> **ASSIGNED TASK**
Starting at the line that contains "If you could pick out the red ski pants", write out every line through the end of the records below exactly as it appears, and leave out all pictures.

(Image-grounded pointing data)
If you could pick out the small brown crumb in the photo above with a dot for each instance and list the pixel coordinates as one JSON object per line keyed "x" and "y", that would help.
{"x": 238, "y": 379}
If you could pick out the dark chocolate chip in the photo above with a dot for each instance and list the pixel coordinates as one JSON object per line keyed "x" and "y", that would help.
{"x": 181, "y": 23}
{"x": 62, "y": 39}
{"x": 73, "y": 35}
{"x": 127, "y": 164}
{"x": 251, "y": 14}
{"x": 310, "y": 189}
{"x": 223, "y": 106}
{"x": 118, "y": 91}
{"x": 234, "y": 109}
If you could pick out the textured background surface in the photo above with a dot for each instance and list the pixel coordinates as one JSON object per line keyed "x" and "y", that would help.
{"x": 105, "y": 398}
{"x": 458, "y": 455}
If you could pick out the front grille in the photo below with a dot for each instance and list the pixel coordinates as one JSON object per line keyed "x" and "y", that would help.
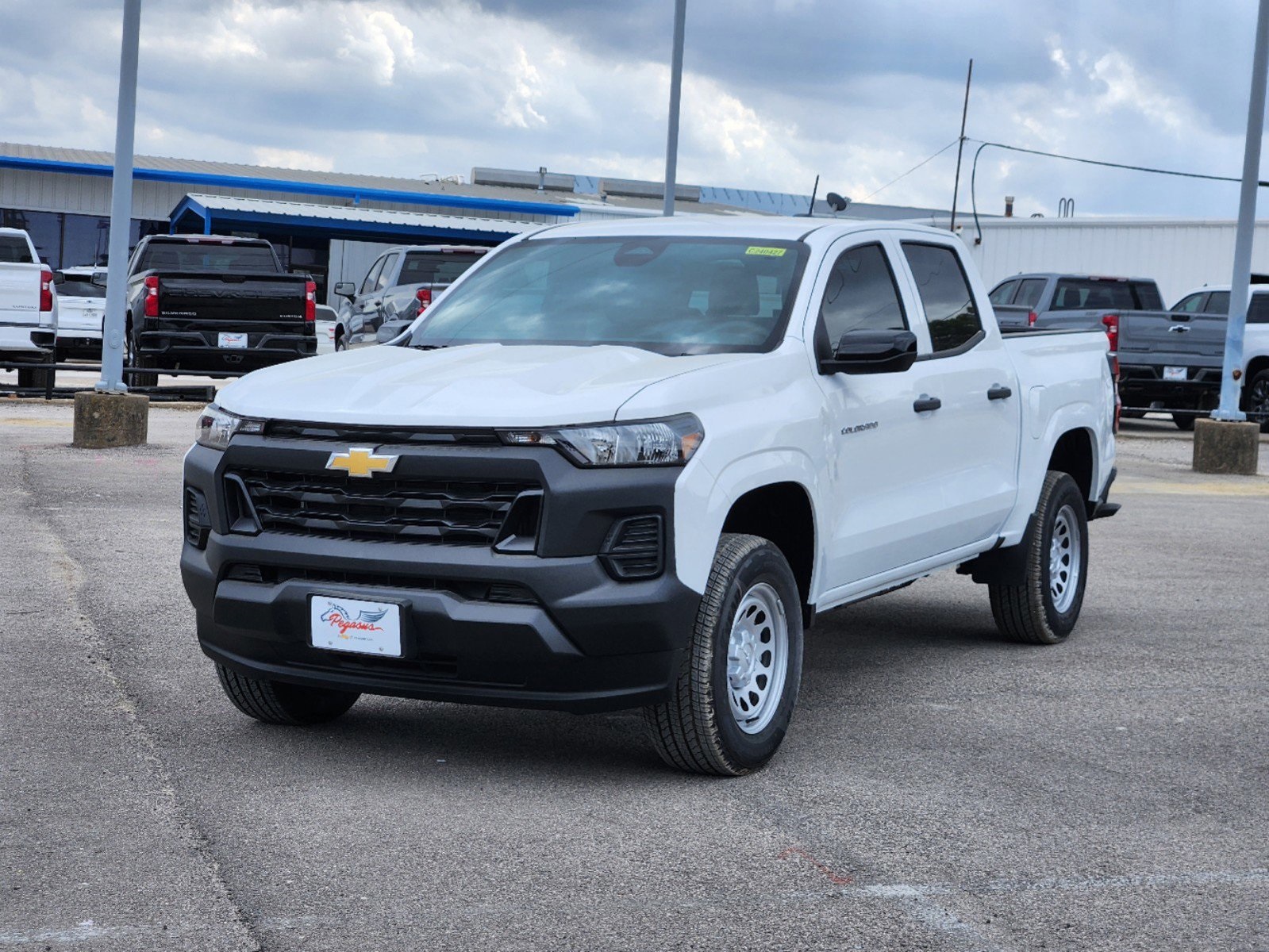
{"x": 386, "y": 508}
{"x": 360, "y": 436}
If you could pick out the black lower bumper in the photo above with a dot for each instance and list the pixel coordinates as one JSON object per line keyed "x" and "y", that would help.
{"x": 478, "y": 626}
{"x": 192, "y": 352}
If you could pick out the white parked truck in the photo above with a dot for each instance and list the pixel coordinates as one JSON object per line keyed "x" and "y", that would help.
{"x": 28, "y": 308}
{"x": 626, "y": 465}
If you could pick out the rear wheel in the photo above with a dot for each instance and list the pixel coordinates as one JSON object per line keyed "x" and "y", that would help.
{"x": 1256, "y": 400}
{"x": 1044, "y": 607}
{"x": 737, "y": 685}
{"x": 278, "y": 702}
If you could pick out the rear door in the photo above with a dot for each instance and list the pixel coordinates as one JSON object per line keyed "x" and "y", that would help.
{"x": 970, "y": 437}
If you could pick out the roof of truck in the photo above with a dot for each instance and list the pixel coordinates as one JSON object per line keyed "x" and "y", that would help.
{"x": 777, "y": 228}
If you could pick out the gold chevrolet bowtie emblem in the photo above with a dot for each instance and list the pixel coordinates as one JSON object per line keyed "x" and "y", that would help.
{"x": 360, "y": 461}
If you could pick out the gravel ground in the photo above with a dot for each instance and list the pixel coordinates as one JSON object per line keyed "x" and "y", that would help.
{"x": 940, "y": 790}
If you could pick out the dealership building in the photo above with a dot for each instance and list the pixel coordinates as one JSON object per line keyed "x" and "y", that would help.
{"x": 334, "y": 225}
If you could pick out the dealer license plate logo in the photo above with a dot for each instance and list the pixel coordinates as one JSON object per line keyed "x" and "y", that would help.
{"x": 352, "y": 625}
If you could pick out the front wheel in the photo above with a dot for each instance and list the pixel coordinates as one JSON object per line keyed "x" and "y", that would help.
{"x": 278, "y": 702}
{"x": 1044, "y": 607}
{"x": 736, "y": 689}
{"x": 1256, "y": 400}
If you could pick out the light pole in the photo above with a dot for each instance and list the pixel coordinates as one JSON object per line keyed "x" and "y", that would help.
{"x": 671, "y": 137}
{"x": 121, "y": 207}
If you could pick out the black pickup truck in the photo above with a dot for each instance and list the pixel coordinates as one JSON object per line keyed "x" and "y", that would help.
{"x": 210, "y": 302}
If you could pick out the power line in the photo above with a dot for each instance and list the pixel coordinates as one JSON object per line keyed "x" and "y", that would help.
{"x": 913, "y": 169}
{"x": 974, "y": 197}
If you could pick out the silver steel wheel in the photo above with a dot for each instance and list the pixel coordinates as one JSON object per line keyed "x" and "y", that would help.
{"x": 1063, "y": 560}
{"x": 758, "y": 658}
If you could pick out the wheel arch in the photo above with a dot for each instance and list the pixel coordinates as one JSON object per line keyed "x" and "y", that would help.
{"x": 1075, "y": 456}
{"x": 783, "y": 514}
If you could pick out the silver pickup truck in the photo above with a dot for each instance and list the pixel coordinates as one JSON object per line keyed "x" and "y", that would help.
{"x": 1167, "y": 361}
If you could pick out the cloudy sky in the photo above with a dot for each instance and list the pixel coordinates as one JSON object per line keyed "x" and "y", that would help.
{"x": 775, "y": 92}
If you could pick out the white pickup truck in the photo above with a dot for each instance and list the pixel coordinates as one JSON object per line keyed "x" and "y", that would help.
{"x": 625, "y": 465}
{"x": 28, "y": 306}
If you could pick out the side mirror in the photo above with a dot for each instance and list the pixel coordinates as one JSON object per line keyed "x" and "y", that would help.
{"x": 872, "y": 352}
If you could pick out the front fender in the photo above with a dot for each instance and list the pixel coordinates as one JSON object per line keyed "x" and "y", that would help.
{"x": 703, "y": 501}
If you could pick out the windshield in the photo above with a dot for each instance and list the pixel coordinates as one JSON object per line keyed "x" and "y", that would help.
{"x": 673, "y": 296}
{"x": 436, "y": 267}
{"x": 209, "y": 257}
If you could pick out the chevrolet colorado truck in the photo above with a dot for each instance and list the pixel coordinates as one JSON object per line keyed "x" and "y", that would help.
{"x": 210, "y": 302}
{"x": 625, "y": 465}
{"x": 28, "y": 308}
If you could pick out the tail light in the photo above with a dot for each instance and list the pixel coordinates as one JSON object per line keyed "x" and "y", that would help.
{"x": 46, "y": 291}
{"x": 1112, "y": 325}
{"x": 152, "y": 304}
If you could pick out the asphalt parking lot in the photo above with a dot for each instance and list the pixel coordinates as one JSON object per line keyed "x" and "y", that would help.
{"x": 940, "y": 790}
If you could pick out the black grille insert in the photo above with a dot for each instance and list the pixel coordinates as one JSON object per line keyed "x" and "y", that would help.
{"x": 383, "y": 508}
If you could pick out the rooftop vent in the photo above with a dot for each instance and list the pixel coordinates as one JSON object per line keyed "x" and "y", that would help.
{"x": 514, "y": 178}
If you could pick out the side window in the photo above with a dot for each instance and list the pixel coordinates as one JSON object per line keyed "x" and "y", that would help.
{"x": 860, "y": 295}
{"x": 371, "y": 277}
{"x": 389, "y": 271}
{"x": 949, "y": 309}
{"x": 1029, "y": 292}
{"x": 1003, "y": 294}
{"x": 1190, "y": 304}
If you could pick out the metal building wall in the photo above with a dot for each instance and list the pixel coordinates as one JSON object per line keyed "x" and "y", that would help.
{"x": 1179, "y": 254}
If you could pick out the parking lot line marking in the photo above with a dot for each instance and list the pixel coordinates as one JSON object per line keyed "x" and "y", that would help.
{"x": 1209, "y": 488}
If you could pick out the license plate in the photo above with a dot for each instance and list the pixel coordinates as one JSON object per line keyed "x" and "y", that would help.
{"x": 351, "y": 625}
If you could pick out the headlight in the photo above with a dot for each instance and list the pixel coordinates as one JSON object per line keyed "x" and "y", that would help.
{"x": 669, "y": 442}
{"x": 217, "y": 427}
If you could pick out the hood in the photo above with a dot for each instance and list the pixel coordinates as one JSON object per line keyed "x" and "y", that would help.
{"x": 475, "y": 385}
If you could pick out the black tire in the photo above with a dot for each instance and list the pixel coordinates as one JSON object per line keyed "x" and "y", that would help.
{"x": 696, "y": 730}
{"x": 1028, "y": 612}
{"x": 33, "y": 378}
{"x": 1256, "y": 397}
{"x": 278, "y": 702}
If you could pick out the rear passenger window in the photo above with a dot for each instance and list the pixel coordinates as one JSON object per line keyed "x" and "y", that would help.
{"x": 1190, "y": 305}
{"x": 860, "y": 295}
{"x": 949, "y": 309}
{"x": 1029, "y": 292}
{"x": 1003, "y": 294}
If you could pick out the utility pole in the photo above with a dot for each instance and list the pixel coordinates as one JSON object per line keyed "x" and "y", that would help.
{"x": 959, "y": 149}
{"x": 121, "y": 207}
{"x": 671, "y": 139}
{"x": 1240, "y": 286}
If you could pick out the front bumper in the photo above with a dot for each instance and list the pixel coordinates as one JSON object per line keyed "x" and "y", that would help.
{"x": 572, "y": 639}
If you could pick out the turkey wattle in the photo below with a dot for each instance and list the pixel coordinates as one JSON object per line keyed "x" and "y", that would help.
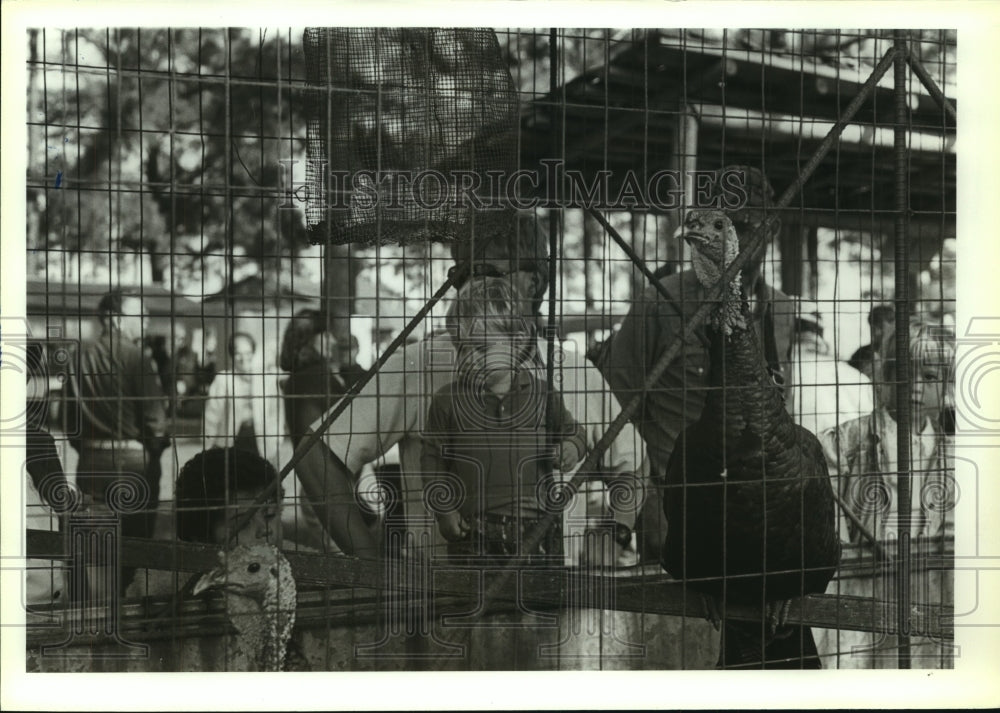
{"x": 260, "y": 600}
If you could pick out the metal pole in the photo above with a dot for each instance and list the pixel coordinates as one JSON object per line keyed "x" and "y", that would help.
{"x": 553, "y": 191}
{"x": 930, "y": 85}
{"x": 902, "y": 372}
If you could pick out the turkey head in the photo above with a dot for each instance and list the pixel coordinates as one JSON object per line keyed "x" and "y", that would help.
{"x": 714, "y": 246}
{"x": 260, "y": 597}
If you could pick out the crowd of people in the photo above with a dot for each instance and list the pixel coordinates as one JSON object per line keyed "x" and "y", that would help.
{"x": 484, "y": 438}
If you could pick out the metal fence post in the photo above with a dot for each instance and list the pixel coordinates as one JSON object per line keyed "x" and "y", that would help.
{"x": 902, "y": 372}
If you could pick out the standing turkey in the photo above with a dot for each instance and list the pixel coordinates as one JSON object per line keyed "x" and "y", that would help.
{"x": 749, "y": 503}
{"x": 260, "y": 599}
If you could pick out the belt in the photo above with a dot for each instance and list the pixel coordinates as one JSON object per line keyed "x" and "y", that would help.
{"x": 112, "y": 445}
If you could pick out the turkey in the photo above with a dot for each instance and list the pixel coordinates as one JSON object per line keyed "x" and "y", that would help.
{"x": 749, "y": 503}
{"x": 260, "y": 598}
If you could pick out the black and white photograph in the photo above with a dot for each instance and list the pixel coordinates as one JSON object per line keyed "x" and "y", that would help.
{"x": 342, "y": 347}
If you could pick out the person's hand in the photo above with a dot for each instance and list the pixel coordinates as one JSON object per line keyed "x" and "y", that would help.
{"x": 453, "y": 526}
{"x": 602, "y": 550}
{"x": 569, "y": 456}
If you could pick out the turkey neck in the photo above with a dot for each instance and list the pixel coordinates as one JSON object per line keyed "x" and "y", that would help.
{"x": 743, "y": 395}
{"x": 261, "y": 630}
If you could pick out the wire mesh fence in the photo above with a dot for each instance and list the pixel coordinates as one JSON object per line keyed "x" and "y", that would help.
{"x": 490, "y": 349}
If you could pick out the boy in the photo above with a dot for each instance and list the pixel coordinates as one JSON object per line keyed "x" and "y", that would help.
{"x": 490, "y": 440}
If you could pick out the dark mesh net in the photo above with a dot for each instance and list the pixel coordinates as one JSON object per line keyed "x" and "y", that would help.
{"x": 406, "y": 126}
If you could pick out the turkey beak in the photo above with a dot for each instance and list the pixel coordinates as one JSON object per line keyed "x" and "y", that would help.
{"x": 208, "y": 581}
{"x": 215, "y": 578}
{"x": 691, "y": 237}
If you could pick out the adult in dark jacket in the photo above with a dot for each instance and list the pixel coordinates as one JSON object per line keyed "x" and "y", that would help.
{"x": 309, "y": 354}
{"x": 116, "y": 418}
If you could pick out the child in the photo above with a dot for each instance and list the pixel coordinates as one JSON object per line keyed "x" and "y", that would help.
{"x": 862, "y": 458}
{"x": 494, "y": 435}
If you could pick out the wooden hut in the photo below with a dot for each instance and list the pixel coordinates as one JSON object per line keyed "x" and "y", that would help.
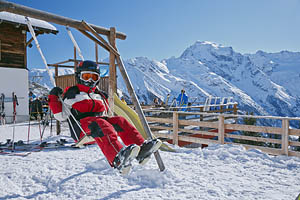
{"x": 13, "y": 60}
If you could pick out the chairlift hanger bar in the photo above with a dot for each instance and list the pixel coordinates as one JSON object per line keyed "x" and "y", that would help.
{"x": 49, "y": 17}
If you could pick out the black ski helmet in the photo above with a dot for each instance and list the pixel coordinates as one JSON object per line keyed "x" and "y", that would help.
{"x": 87, "y": 66}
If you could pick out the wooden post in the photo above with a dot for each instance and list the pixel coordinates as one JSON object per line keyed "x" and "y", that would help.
{"x": 175, "y": 128}
{"x": 58, "y": 130}
{"x": 112, "y": 69}
{"x": 75, "y": 62}
{"x": 96, "y": 52}
{"x": 285, "y": 137}
{"x": 221, "y": 129}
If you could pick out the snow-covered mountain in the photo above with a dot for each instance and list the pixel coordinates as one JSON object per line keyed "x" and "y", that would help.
{"x": 263, "y": 83}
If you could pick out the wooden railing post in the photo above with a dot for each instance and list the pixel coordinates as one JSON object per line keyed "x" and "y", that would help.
{"x": 175, "y": 128}
{"x": 285, "y": 137}
{"x": 221, "y": 129}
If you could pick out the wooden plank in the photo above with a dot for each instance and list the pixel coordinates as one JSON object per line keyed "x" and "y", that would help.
{"x": 49, "y": 17}
{"x": 161, "y": 127}
{"x": 175, "y": 128}
{"x": 259, "y": 129}
{"x": 221, "y": 129}
{"x": 294, "y": 153}
{"x": 256, "y": 139}
{"x": 159, "y": 120}
{"x": 163, "y": 135}
{"x": 285, "y": 137}
{"x": 199, "y": 123}
{"x": 198, "y": 132}
{"x": 294, "y": 143}
{"x": 197, "y": 140}
{"x": 295, "y": 132}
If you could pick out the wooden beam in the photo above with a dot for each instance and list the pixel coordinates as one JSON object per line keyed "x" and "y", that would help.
{"x": 221, "y": 129}
{"x": 96, "y": 52}
{"x": 92, "y": 38}
{"x": 49, "y": 17}
{"x": 285, "y": 137}
{"x": 66, "y": 66}
{"x": 112, "y": 89}
{"x": 101, "y": 63}
{"x": 29, "y": 41}
{"x": 175, "y": 128}
{"x": 109, "y": 46}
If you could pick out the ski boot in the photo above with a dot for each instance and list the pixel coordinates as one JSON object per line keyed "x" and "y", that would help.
{"x": 123, "y": 159}
{"x": 147, "y": 148}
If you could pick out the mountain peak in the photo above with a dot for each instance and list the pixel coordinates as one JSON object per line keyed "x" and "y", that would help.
{"x": 206, "y": 50}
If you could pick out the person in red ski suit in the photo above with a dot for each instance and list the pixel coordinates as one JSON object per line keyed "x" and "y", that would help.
{"x": 89, "y": 106}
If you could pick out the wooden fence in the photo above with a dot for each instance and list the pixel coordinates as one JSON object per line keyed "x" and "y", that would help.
{"x": 225, "y": 129}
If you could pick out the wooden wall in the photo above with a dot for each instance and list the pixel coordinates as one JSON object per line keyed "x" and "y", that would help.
{"x": 13, "y": 46}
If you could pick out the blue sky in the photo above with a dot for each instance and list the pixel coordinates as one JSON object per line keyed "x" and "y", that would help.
{"x": 160, "y": 29}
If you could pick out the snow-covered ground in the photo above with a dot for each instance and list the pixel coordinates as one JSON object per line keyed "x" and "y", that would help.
{"x": 216, "y": 172}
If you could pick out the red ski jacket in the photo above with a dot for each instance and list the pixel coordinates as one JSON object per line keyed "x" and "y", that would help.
{"x": 82, "y": 100}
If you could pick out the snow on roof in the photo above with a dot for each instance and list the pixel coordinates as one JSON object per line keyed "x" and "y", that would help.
{"x": 11, "y": 17}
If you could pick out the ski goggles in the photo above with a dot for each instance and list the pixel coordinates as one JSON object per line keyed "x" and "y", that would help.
{"x": 86, "y": 75}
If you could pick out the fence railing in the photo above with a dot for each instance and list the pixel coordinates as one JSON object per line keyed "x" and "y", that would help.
{"x": 226, "y": 129}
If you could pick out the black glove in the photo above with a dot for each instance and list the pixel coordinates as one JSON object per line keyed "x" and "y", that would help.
{"x": 56, "y": 91}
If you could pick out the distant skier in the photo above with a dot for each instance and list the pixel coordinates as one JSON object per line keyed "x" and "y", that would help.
{"x": 89, "y": 106}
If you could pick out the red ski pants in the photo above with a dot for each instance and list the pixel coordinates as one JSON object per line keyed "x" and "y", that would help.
{"x": 108, "y": 142}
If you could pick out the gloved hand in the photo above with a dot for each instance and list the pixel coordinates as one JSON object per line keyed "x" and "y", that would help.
{"x": 56, "y": 91}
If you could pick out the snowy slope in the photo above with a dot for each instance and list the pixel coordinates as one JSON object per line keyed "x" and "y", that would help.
{"x": 217, "y": 172}
{"x": 263, "y": 83}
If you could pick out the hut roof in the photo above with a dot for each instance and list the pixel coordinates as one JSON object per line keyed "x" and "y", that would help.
{"x": 20, "y": 19}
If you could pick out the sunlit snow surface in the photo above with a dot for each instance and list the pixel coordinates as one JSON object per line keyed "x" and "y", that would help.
{"x": 216, "y": 172}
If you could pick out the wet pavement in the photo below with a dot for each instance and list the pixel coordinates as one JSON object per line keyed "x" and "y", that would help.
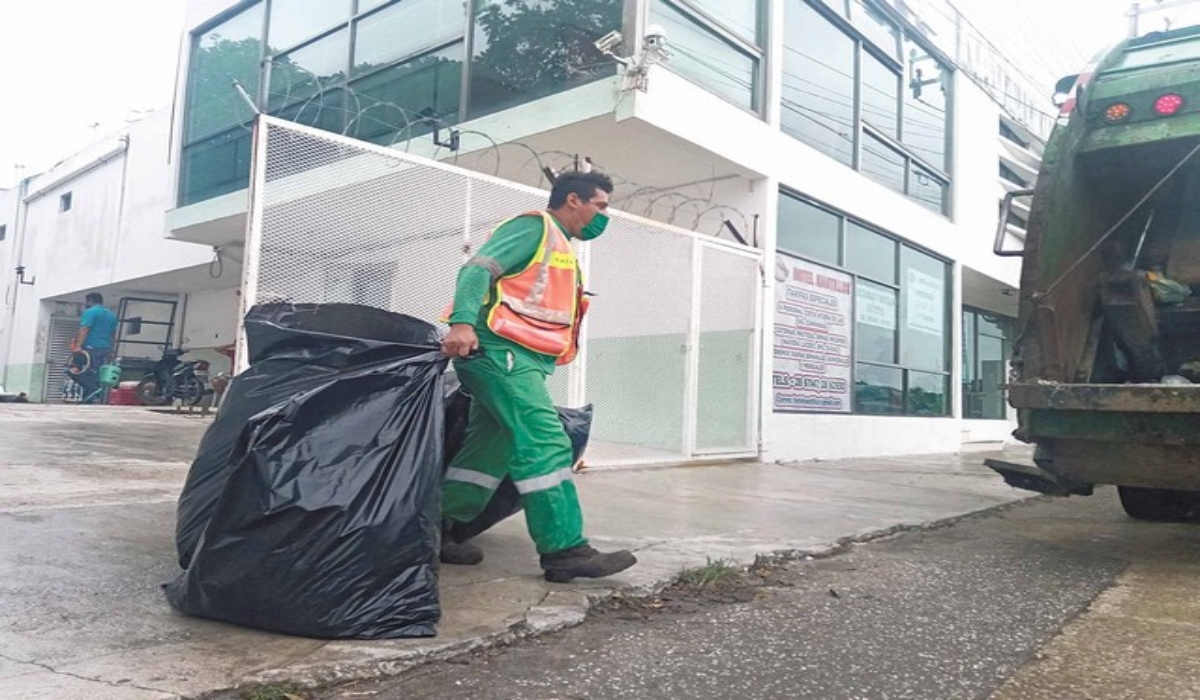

> **FINAL ANSWER**
If you could pick out the red ski pants in the photo above with a dot for each instance and list the pixel coordinates as one JSON object per line keyed "x" and "y", that would help.
{"x": 108, "y": 142}
If you could pick out the gloved hand in the photo above with a dot for each instance and list the pixel coordinates as one JSON object per line keyed "x" and "y", that would help.
{"x": 56, "y": 91}
If you could pick out the snowy slope in the photo above with a dot for each instance and list the pixel coordinates as one JSON object per line keyed "x" and "y", that would help.
{"x": 217, "y": 172}
{"x": 263, "y": 83}
If you could pick out the hut roof in the photo above with a dot for each instance and list the pixel coordinates as one JSON object per line keyed "x" and "y", that would help.
{"x": 20, "y": 19}
If you could pick out the sunlit snow surface in the photo above with a dot for each instance and list the pixel coordinates as one JSON object per line keyed "x" and "y", that would help.
{"x": 216, "y": 172}
If you could pick out the wet pavement in the photo below with a dot for each instance and list the pixel coordinates as one JSON object per line keyed "x" and "y", that would help.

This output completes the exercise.